• **PROBLEMS TO WORK ON**
**a)** Decide whether each statement below agrees with the article on sizing Agile work, answering yes or no and quoting the exact words from the article that settle it: (i) sizing work happens before planning poker; (ii) grouping a thousand stories into a handful of epics makes scheduling much easier; (iii) hard and fast rules about sizing are easy to create.
**b)** Rewrite the paragraph of the article on sizing Agile work that begins "But that’s merely labelling up work" as a short bulleted list that keeps its main facts.
**c)** Print the section of the article on sizing Agile work that begins at the words "But grouping a" and stop after "much more manageable!".

That old chestnut “size matters” applies just as much to Agile as anything else.
We’re all already used to the idea that user stories are small things and epics are big things. But just how small and just how big?
Read on and I’ll tell you…
The subtle difference between sizing stories and estimating them
Planning poker is fun (or it should be): discussing a user story, its acceptance criteria and how it will be built and then estimating, wondering whether the team is in tune with one another at judging whether something will be simple to build or more meaty. The cheers and groans when everyone’s guesses are revealed.
But that’s merely labelling up work that already exists. Sizing, defining where one self-contained piece of work stops & the next starts, happens way before that, when the Business Analyst first decides whether New Function A can be written in three user stories or thirty. Get it wrong and the effects trickle on through the rest of the work, making everything harder to manage and deliver. At the very least, poor sizing causes extra work to re-draft the stories correctly.
Why sizing user stories correctly matters
Just like Goldilocks, there’s an optimum size that’s just right for your team: small enough that they’re able to close stories quickly and benefit from the feeling of momentum. And large enough so that they’re not wasting time updating a million tickets. There’s a size range that’s ‘just right’.
Size matters for epics too
Why do we even gather work into features & epics? Because it’s hard to juggle and schedule a million individual stories. But group them together into sets and they instantly become easier to organise.
But grouping a thousand stories into a handful of epics doesn’t help us much:
- choices for stack ranking the five epics is limited, restricting our ability to apply meaningful scheduling
- nor does it ease the burden of sorting between stories within an individual epic: 200 is still far too many to juggle easily
Add an extra layer, say features, and each layer might only have 20 things to think about at once – much more manageable!
So, before anything else, first choose your grouping levels: is it a small project where a simple structure of epics & stories is enough? Or is it a more complex programme of work that needs a multi-layered approach?
My tried and tested flexible rules of thumb for sizing work
We’ve seen how teams differ in velocity. And we know that work varies in complexity. It should be obvious that creating hard & fast rules about sizing is nigh on impossible.

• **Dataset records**
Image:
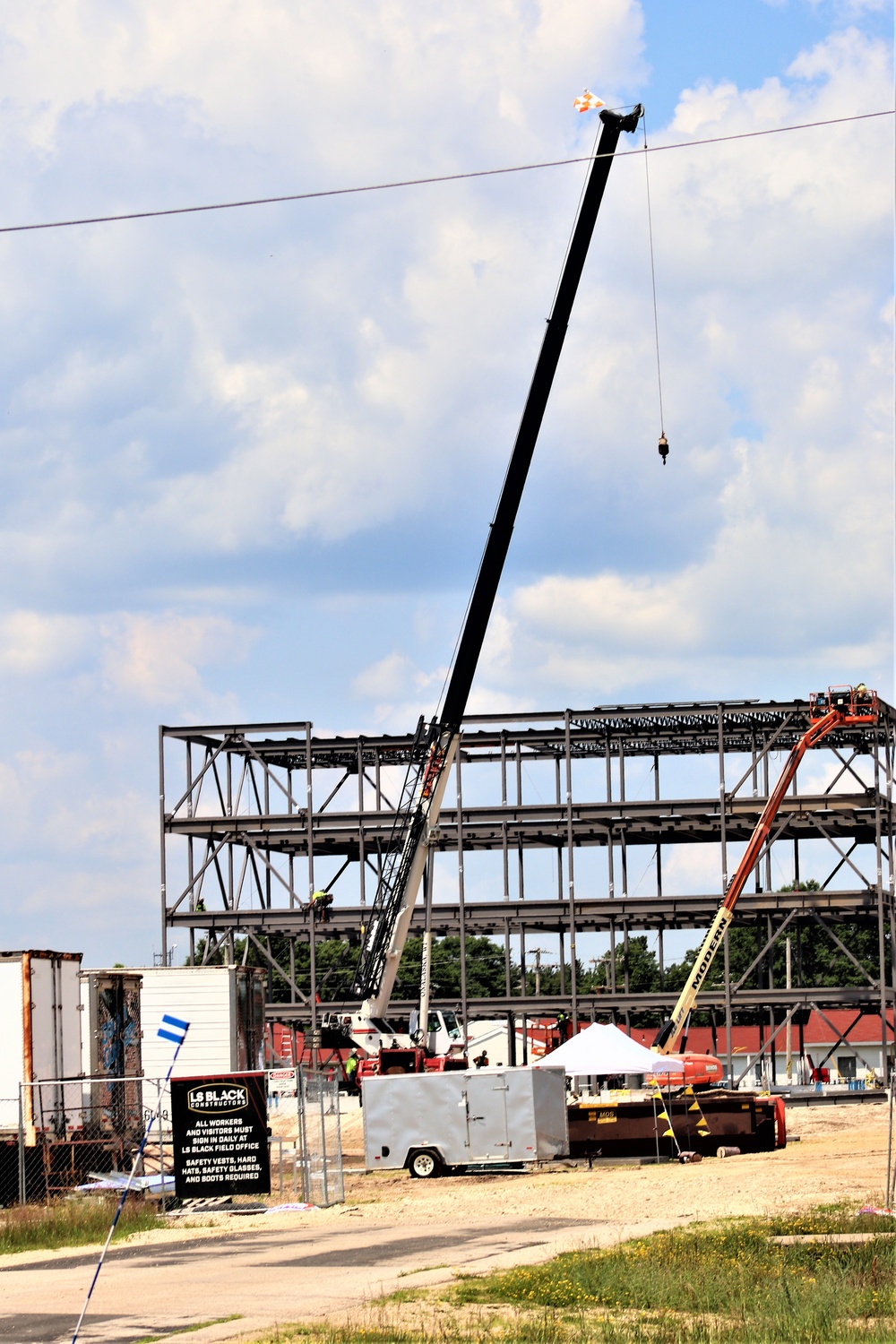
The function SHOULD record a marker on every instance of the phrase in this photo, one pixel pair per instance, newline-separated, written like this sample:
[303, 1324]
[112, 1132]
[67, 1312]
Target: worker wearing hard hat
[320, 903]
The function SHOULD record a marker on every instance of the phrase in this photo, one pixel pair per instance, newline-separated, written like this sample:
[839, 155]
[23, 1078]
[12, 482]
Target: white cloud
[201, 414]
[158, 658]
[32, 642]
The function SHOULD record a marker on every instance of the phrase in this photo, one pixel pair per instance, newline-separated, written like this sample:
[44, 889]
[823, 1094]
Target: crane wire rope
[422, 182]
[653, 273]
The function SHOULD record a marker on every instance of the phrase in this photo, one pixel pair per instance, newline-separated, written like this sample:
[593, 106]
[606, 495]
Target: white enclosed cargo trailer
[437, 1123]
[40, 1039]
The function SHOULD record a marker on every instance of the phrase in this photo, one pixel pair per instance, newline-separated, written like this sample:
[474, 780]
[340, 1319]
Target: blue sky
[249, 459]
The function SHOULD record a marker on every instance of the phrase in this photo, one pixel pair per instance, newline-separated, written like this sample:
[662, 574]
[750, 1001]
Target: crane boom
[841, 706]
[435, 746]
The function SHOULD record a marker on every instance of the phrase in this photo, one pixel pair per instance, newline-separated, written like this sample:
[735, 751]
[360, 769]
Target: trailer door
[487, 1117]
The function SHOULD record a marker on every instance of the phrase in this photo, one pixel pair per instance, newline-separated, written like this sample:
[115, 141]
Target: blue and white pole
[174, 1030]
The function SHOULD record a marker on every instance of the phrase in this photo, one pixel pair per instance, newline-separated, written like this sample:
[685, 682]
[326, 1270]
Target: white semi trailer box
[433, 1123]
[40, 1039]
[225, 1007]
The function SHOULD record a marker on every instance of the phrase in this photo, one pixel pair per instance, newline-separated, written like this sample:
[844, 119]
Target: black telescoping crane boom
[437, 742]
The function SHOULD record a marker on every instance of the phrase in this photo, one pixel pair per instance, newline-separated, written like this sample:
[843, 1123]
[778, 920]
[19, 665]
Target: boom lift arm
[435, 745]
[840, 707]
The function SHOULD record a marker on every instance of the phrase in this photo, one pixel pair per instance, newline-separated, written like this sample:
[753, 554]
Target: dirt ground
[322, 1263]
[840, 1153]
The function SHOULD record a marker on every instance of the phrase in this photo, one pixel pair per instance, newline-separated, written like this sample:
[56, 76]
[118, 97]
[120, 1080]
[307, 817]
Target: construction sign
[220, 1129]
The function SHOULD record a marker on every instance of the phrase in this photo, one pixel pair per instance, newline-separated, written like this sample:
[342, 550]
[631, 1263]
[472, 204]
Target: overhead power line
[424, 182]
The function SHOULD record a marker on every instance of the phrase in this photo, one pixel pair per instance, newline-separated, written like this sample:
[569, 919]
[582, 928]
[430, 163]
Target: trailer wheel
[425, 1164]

• **WRITTEN ANSWERS**
**a)**
(i) Yes: "Sizing, defining where one self-contained piece of work stops & the next starts, happens way before that"
(ii) No: "But grouping a thousand stories into a handful of epics doesn’t help us much"
(iii) No: "creating hard & fast rules about sizing is nigh on impossible."

**b)**
- Estimating only labels work that already exists.
- Sizing defines where one self-contained piece of work stops and the next starts.
- Sizing happens much earlier, when the Business Analyst decides whether New Function A takes three user stories or thirty.
- Poor sizing makes the rest of the work harder to manage and deliver.
- At minimum, it causes extra work to re-draft the stories correctly.

**c)**
But grouping a thousand stories into a handful of epics doesn’t help us much:
- choices for stack ranking the five epics is limited, restricting our ability to apply meaningful scheduling
- nor does it ease the burden of sorting between stories within an individual epic: 200 is still far too many to juggle easily
Add an extra layer, say features, and each layer might only have 20 things to think about at once – much more manageable!